[Excerpts from location labeling data]
⟨

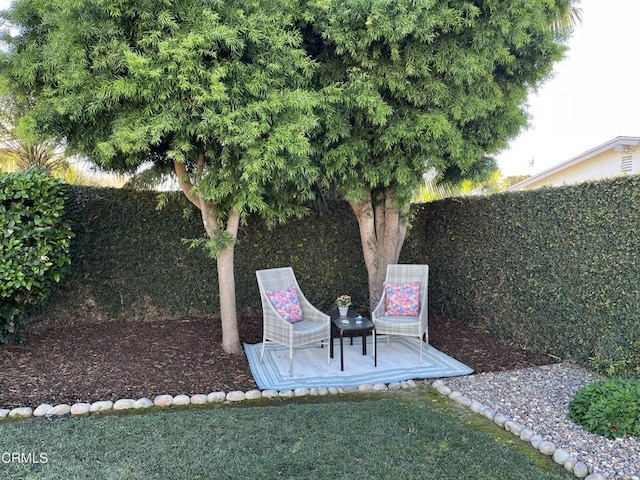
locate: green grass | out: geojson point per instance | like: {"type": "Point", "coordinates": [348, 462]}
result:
{"type": "Point", "coordinates": [377, 437]}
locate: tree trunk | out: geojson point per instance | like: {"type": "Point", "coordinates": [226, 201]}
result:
{"type": "Point", "coordinates": [383, 229]}
{"type": "Point", "coordinates": [224, 261]}
{"type": "Point", "coordinates": [227, 289]}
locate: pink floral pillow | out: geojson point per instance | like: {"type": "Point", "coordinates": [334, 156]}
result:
{"type": "Point", "coordinates": [402, 299]}
{"type": "Point", "coordinates": [286, 303]}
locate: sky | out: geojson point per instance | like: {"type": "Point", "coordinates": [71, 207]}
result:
{"type": "Point", "coordinates": [592, 96]}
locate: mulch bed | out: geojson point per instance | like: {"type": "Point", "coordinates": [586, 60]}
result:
{"type": "Point", "coordinates": [109, 361]}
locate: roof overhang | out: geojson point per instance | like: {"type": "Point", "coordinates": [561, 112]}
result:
{"type": "Point", "coordinates": [618, 144]}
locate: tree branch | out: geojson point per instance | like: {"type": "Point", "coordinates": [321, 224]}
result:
{"type": "Point", "coordinates": [185, 183]}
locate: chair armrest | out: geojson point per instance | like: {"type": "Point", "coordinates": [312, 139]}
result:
{"type": "Point", "coordinates": [380, 307]}
{"type": "Point", "coordinates": [312, 314]}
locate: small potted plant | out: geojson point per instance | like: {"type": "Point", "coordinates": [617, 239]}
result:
{"type": "Point", "coordinates": [343, 302]}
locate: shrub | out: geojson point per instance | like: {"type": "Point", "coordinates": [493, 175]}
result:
{"type": "Point", "coordinates": [610, 408]}
{"type": "Point", "coordinates": [34, 244]}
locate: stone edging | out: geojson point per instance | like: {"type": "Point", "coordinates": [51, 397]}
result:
{"type": "Point", "coordinates": [80, 409]}
{"type": "Point", "coordinates": [559, 455]}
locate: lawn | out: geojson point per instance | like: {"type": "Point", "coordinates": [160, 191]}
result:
{"type": "Point", "coordinates": [354, 437]}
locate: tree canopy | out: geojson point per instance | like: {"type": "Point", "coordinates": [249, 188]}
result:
{"type": "Point", "coordinates": [218, 88]}
{"type": "Point", "coordinates": [421, 86]}
{"type": "Point", "coordinates": [241, 97]}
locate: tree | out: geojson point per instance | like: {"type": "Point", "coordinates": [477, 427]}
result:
{"type": "Point", "coordinates": [216, 88]}
{"type": "Point", "coordinates": [412, 86]}
{"type": "Point", "coordinates": [20, 146]}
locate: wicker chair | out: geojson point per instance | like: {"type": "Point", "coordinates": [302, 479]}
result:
{"type": "Point", "coordinates": [315, 326]}
{"type": "Point", "coordinates": [404, 325]}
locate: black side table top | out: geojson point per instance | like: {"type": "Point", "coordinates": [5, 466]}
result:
{"type": "Point", "coordinates": [350, 326]}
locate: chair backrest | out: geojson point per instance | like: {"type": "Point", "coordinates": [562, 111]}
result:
{"type": "Point", "coordinates": [401, 273]}
{"type": "Point", "coordinates": [276, 279]}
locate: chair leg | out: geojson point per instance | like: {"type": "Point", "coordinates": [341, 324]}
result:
{"type": "Point", "coordinates": [291, 361]}
{"type": "Point", "coordinates": [328, 356]}
{"type": "Point", "coordinates": [262, 353]}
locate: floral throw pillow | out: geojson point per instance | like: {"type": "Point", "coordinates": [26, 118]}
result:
{"type": "Point", "coordinates": [286, 303]}
{"type": "Point", "coordinates": [402, 299]}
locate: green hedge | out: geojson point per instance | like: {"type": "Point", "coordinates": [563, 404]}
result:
{"type": "Point", "coordinates": [555, 270]}
{"type": "Point", "coordinates": [129, 260]}
{"type": "Point", "coordinates": [34, 244]}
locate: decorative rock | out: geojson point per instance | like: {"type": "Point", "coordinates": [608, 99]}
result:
{"type": "Point", "coordinates": [101, 406]}
{"type": "Point", "coordinates": [124, 404]}
{"type": "Point", "coordinates": [547, 447]}
{"type": "Point", "coordinates": [513, 427]}
{"type": "Point", "coordinates": [455, 395]}
{"type": "Point", "coordinates": [143, 402]}
{"type": "Point", "coordinates": [444, 390]}
{"type": "Point", "coordinates": [42, 410]}
{"type": "Point", "coordinates": [181, 400]}
{"type": "Point", "coordinates": [560, 456]}
{"type": "Point", "coordinates": [60, 410]}
{"type": "Point", "coordinates": [489, 412]}
{"type": "Point", "coordinates": [198, 399]}
{"type": "Point", "coordinates": [216, 397]}
{"type": "Point", "coordinates": [535, 441]}
{"type": "Point", "coordinates": [253, 394]}
{"type": "Point", "coordinates": [235, 396]}
{"type": "Point", "coordinates": [163, 401]}
{"type": "Point", "coordinates": [269, 394]}
{"type": "Point", "coordinates": [301, 392]}
{"type": "Point", "coordinates": [527, 434]}
{"type": "Point", "coordinates": [20, 412]}
{"type": "Point", "coordinates": [570, 464]}
{"type": "Point", "coordinates": [581, 470]}
{"type": "Point", "coordinates": [80, 408]}
{"type": "Point", "coordinates": [500, 419]}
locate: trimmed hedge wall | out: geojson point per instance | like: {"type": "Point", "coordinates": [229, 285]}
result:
{"type": "Point", "coordinates": [556, 270]}
{"type": "Point", "coordinates": [129, 260]}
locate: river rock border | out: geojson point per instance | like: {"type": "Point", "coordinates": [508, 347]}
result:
{"type": "Point", "coordinates": [560, 456]}
{"type": "Point", "coordinates": [81, 409]}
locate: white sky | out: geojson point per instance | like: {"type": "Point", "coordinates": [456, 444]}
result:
{"type": "Point", "coordinates": [593, 97]}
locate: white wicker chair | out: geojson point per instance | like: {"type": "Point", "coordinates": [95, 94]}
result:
{"type": "Point", "coordinates": [404, 326]}
{"type": "Point", "coordinates": [314, 327]}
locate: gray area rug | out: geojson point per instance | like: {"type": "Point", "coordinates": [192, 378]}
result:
{"type": "Point", "coordinates": [396, 362]}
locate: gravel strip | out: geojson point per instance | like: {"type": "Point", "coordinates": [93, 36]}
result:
{"type": "Point", "coordinates": [538, 398]}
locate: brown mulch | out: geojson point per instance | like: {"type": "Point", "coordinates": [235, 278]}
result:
{"type": "Point", "coordinates": [117, 360]}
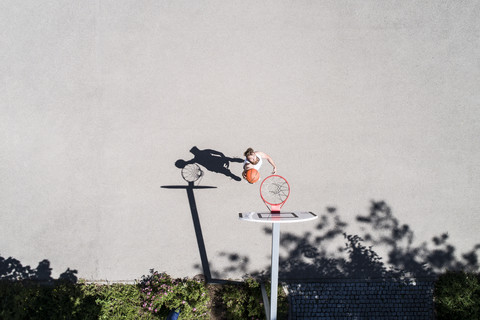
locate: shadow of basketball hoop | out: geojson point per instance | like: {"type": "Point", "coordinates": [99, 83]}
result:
{"type": "Point", "coordinates": [192, 173]}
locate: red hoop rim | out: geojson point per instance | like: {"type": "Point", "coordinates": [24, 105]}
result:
{"type": "Point", "coordinates": [274, 206]}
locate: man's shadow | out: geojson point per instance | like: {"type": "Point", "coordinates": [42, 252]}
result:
{"type": "Point", "coordinates": [211, 160]}
{"type": "Point", "coordinates": [214, 161]}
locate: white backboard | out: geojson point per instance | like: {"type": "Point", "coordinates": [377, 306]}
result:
{"type": "Point", "coordinates": [282, 217]}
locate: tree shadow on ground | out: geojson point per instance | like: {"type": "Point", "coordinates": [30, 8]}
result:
{"type": "Point", "coordinates": [212, 160]}
{"type": "Point", "coordinates": [317, 255]}
{"type": "Point", "coordinates": [12, 269]}
{"type": "Point", "coordinates": [32, 293]}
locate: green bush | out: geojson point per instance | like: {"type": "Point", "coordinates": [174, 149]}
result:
{"type": "Point", "coordinates": [58, 300]}
{"type": "Point", "coordinates": [244, 301]}
{"type": "Point", "coordinates": [161, 293]}
{"type": "Point", "coordinates": [457, 296]}
{"type": "Point", "coordinates": [116, 301]}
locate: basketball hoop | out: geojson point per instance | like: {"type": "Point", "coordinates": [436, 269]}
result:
{"type": "Point", "coordinates": [274, 191]}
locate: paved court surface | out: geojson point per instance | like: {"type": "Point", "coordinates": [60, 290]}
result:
{"type": "Point", "coordinates": [355, 101]}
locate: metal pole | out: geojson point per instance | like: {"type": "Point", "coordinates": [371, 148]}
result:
{"type": "Point", "coordinates": [274, 281]}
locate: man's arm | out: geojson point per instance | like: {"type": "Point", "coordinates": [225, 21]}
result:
{"type": "Point", "coordinates": [269, 159]}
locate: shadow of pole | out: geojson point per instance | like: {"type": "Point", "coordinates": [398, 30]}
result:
{"type": "Point", "coordinates": [196, 225]}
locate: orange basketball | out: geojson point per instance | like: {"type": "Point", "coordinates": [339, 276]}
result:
{"type": "Point", "coordinates": [252, 175]}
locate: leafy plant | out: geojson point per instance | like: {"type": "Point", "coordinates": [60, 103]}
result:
{"type": "Point", "coordinates": [161, 293]}
{"type": "Point", "coordinates": [457, 296]}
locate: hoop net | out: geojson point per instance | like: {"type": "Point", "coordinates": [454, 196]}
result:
{"type": "Point", "coordinates": [274, 191]}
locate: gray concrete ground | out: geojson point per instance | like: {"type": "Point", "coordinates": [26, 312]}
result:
{"type": "Point", "coordinates": [355, 101]}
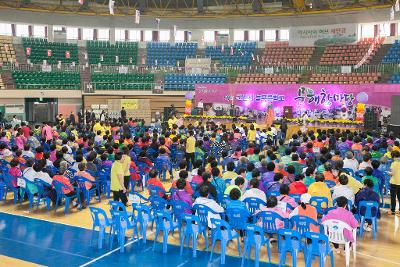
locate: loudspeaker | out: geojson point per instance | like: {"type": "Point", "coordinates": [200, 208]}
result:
{"type": "Point", "coordinates": [288, 112]}
{"type": "Point", "coordinates": [142, 5]}
{"type": "Point", "coordinates": [257, 5]}
{"type": "Point", "coordinates": [370, 120]}
{"type": "Point", "coordinates": [200, 6]}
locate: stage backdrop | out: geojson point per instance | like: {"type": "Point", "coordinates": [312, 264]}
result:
{"type": "Point", "coordinates": [300, 96]}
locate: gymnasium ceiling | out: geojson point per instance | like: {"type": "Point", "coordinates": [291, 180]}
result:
{"type": "Point", "coordinates": [190, 8]}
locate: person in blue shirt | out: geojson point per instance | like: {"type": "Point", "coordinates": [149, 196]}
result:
{"type": "Point", "coordinates": [218, 182]}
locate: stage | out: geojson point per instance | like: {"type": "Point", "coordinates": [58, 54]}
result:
{"type": "Point", "coordinates": [293, 128]}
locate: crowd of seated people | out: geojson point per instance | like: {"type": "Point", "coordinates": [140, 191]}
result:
{"type": "Point", "coordinates": [341, 167]}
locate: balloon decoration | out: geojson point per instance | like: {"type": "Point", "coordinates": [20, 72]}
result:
{"type": "Point", "coordinates": [360, 110]}
{"type": "Point", "coordinates": [188, 106]}
{"type": "Point", "coordinates": [362, 97]}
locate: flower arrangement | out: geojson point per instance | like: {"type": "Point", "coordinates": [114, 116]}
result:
{"type": "Point", "coordinates": [334, 121]}
{"type": "Point", "coordinates": [207, 117]}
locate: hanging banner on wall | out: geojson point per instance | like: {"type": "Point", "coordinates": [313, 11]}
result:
{"type": "Point", "coordinates": [129, 104]}
{"type": "Point", "coordinates": [299, 96]}
{"type": "Point", "coordinates": [323, 35]}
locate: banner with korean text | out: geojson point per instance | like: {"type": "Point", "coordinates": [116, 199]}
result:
{"type": "Point", "coordinates": [323, 35]}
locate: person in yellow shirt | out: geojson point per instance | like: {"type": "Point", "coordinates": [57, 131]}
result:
{"type": "Point", "coordinates": [320, 189]}
{"type": "Point", "coordinates": [117, 179]}
{"type": "Point", "coordinates": [395, 182]}
{"type": "Point", "coordinates": [230, 174]}
{"type": "Point", "coordinates": [190, 149]}
{"type": "Point", "coordinates": [251, 134]}
{"type": "Point", "coordinates": [127, 164]}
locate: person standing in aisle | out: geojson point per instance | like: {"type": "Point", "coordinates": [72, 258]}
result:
{"type": "Point", "coordinates": [190, 149]}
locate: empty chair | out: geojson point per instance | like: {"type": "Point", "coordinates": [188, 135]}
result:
{"type": "Point", "coordinates": [289, 241]}
{"type": "Point", "coordinates": [100, 221]}
{"type": "Point", "coordinates": [224, 234]}
{"type": "Point", "coordinates": [334, 229]}
{"type": "Point", "coordinates": [255, 239]}
{"type": "Point", "coordinates": [317, 246]}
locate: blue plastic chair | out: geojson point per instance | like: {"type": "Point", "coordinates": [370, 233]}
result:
{"type": "Point", "coordinates": [224, 233]}
{"type": "Point", "coordinates": [60, 195]}
{"type": "Point", "coordinates": [237, 218]}
{"type": "Point", "coordinates": [179, 209]}
{"type": "Point", "coordinates": [302, 223]}
{"type": "Point", "coordinates": [317, 245]}
{"type": "Point", "coordinates": [157, 203]}
{"type": "Point", "coordinates": [81, 182]}
{"type": "Point", "coordinates": [100, 221]}
{"type": "Point", "coordinates": [317, 203]}
{"type": "Point", "coordinates": [9, 187]}
{"type": "Point", "coordinates": [254, 204]}
{"type": "Point", "coordinates": [255, 238]}
{"type": "Point", "coordinates": [165, 224]}
{"type": "Point", "coordinates": [296, 197]}
{"type": "Point", "coordinates": [370, 212]}
{"type": "Point", "coordinates": [155, 190]}
{"type": "Point", "coordinates": [268, 221]}
{"type": "Point", "coordinates": [143, 218]}
{"type": "Point", "coordinates": [330, 184]}
{"type": "Point", "coordinates": [193, 227]}
{"type": "Point", "coordinates": [121, 224]}
{"type": "Point", "coordinates": [289, 241]}
{"type": "Point", "coordinates": [349, 205]}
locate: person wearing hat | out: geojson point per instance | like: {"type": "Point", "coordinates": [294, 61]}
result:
{"type": "Point", "coordinates": [305, 209]}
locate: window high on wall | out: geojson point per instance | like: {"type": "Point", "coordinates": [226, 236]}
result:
{"type": "Point", "coordinates": [87, 34]}
{"type": "Point", "coordinates": [134, 35]}
{"type": "Point", "coordinates": [164, 36]}
{"type": "Point", "coordinates": [103, 34]}
{"type": "Point", "coordinates": [5, 29]}
{"type": "Point", "coordinates": [254, 35]}
{"type": "Point", "coordinates": [270, 35]}
{"type": "Point", "coordinates": [180, 36]}
{"type": "Point", "coordinates": [209, 36]}
{"type": "Point", "coordinates": [22, 30]}
{"type": "Point", "coordinates": [283, 35]}
{"type": "Point", "coordinates": [72, 33]}
{"type": "Point", "coordinates": [238, 35]}
{"type": "Point", "coordinates": [119, 35]}
{"type": "Point", "coordinates": [39, 31]}
{"type": "Point", "coordinates": [367, 30]}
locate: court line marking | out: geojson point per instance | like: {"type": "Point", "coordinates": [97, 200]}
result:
{"type": "Point", "coordinates": [51, 249]}
{"type": "Point", "coordinates": [45, 220]}
{"type": "Point", "coordinates": [378, 258]}
{"type": "Point", "coordinates": [109, 253]}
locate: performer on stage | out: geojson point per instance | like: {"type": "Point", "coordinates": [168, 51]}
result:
{"type": "Point", "coordinates": [269, 115]}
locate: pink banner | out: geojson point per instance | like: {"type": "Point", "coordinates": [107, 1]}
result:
{"type": "Point", "coordinates": [300, 96]}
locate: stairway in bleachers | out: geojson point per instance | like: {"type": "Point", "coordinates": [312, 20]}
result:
{"type": "Point", "coordinates": [20, 54]}
{"type": "Point", "coordinates": [316, 57]}
{"type": "Point", "coordinates": [380, 54]}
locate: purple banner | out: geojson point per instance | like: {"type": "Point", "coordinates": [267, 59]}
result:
{"type": "Point", "coordinates": [300, 96]}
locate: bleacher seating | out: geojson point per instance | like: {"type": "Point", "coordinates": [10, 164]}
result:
{"type": "Point", "coordinates": [188, 81]}
{"type": "Point", "coordinates": [243, 54]}
{"type": "Point", "coordinates": [345, 78]}
{"type": "Point", "coordinates": [1, 84]}
{"type": "Point", "coordinates": [281, 54]}
{"type": "Point", "coordinates": [120, 81]}
{"type": "Point", "coordinates": [7, 52]}
{"type": "Point", "coordinates": [59, 51]}
{"type": "Point", "coordinates": [393, 55]}
{"type": "Point", "coordinates": [106, 53]}
{"type": "Point", "coordinates": [46, 80]}
{"type": "Point", "coordinates": [395, 79]}
{"type": "Point", "coordinates": [348, 54]}
{"type": "Point", "coordinates": [268, 78]}
{"type": "Point", "coordinates": [165, 54]}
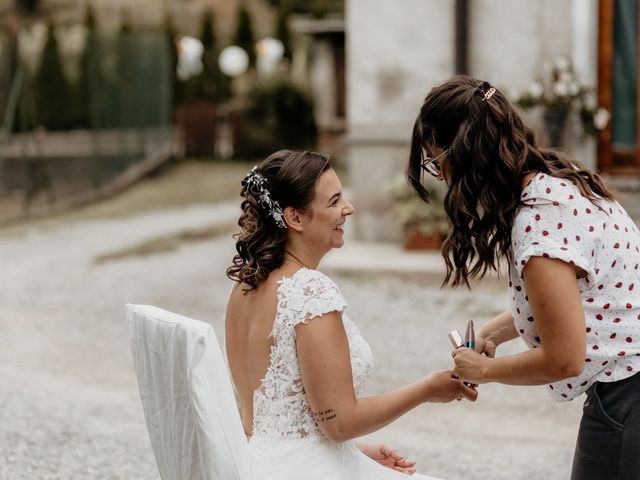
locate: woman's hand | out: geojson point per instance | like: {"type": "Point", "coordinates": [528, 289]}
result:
{"type": "Point", "coordinates": [444, 386]}
{"type": "Point", "coordinates": [388, 457]}
{"type": "Point", "coordinates": [470, 364]}
{"type": "Point", "coordinates": [485, 346]}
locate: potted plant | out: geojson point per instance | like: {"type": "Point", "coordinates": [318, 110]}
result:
{"type": "Point", "coordinates": [558, 91]}
{"type": "Point", "coordinates": [423, 224]}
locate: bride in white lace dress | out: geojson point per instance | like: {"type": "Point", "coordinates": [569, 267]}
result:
{"type": "Point", "coordinates": [299, 364]}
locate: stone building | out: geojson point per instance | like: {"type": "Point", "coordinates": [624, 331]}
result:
{"type": "Point", "coordinates": [396, 51]}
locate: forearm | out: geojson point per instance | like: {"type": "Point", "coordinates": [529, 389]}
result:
{"type": "Point", "coordinates": [499, 329]}
{"type": "Point", "coordinates": [533, 367]}
{"type": "Point", "coordinates": [368, 414]}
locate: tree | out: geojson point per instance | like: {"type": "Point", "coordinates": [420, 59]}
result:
{"type": "Point", "coordinates": [84, 103]}
{"type": "Point", "coordinates": [244, 35]}
{"type": "Point", "coordinates": [53, 92]}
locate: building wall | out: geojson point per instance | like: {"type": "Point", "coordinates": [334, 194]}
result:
{"type": "Point", "coordinates": [397, 51]}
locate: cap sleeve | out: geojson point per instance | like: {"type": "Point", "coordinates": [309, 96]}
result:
{"type": "Point", "coordinates": [550, 230]}
{"type": "Point", "coordinates": [307, 295]}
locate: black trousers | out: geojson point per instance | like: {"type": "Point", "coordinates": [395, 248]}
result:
{"type": "Point", "coordinates": [608, 445]}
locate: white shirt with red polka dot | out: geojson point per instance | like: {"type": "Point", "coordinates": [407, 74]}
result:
{"type": "Point", "coordinates": [556, 221]}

⟩

- Goal:
Copy the lines of the records from the one containing "locate: woman's hand" through the last line of the records, inclusive.

- Answer for the task:
locate: woman's hand | out: geojson point per instance | like: {"type": "Point", "coordinates": [528, 289]}
result:
{"type": "Point", "coordinates": [444, 386]}
{"type": "Point", "coordinates": [388, 457]}
{"type": "Point", "coordinates": [470, 364]}
{"type": "Point", "coordinates": [485, 346]}
locate: potted plant | out: geojson point per instance | like: {"type": "Point", "coordinates": [318, 110]}
result:
{"type": "Point", "coordinates": [558, 91]}
{"type": "Point", "coordinates": [423, 224]}
locate: bride in white lace dress | out: geojson point per instance | like: {"type": "Point", "coordinates": [569, 267]}
result:
{"type": "Point", "coordinates": [299, 364]}
locate: stone building | out: geojson point per instance | like: {"type": "Point", "coordinates": [624, 331]}
result:
{"type": "Point", "coordinates": [396, 51]}
locate: forearm | out: geojson point per instance | like: {"type": "Point", "coordinates": [529, 389]}
result:
{"type": "Point", "coordinates": [499, 329]}
{"type": "Point", "coordinates": [533, 367]}
{"type": "Point", "coordinates": [368, 414]}
locate: tree | out: geojson point per instance | like: {"type": "Point", "coordinates": [420, 59]}
result:
{"type": "Point", "coordinates": [84, 103]}
{"type": "Point", "coordinates": [244, 35]}
{"type": "Point", "coordinates": [53, 92]}
locate: building wall | out: geojson point per instance | like: {"type": "Point", "coordinates": [334, 194]}
result:
{"type": "Point", "coordinates": [397, 51]}
locate: cap sleeve | out: geojson point per instance | like: {"type": "Point", "coordinates": [309, 96]}
result:
{"type": "Point", "coordinates": [550, 230]}
{"type": "Point", "coordinates": [307, 295]}
locate: black trousers | out: geojson point per instance | like: {"type": "Point", "coordinates": [395, 248]}
result:
{"type": "Point", "coordinates": [608, 445]}
locate: white shirt with red polka dot | out: geojson point per instance | like: {"type": "Point", "coordinates": [407, 74]}
result:
{"type": "Point", "coordinates": [556, 221]}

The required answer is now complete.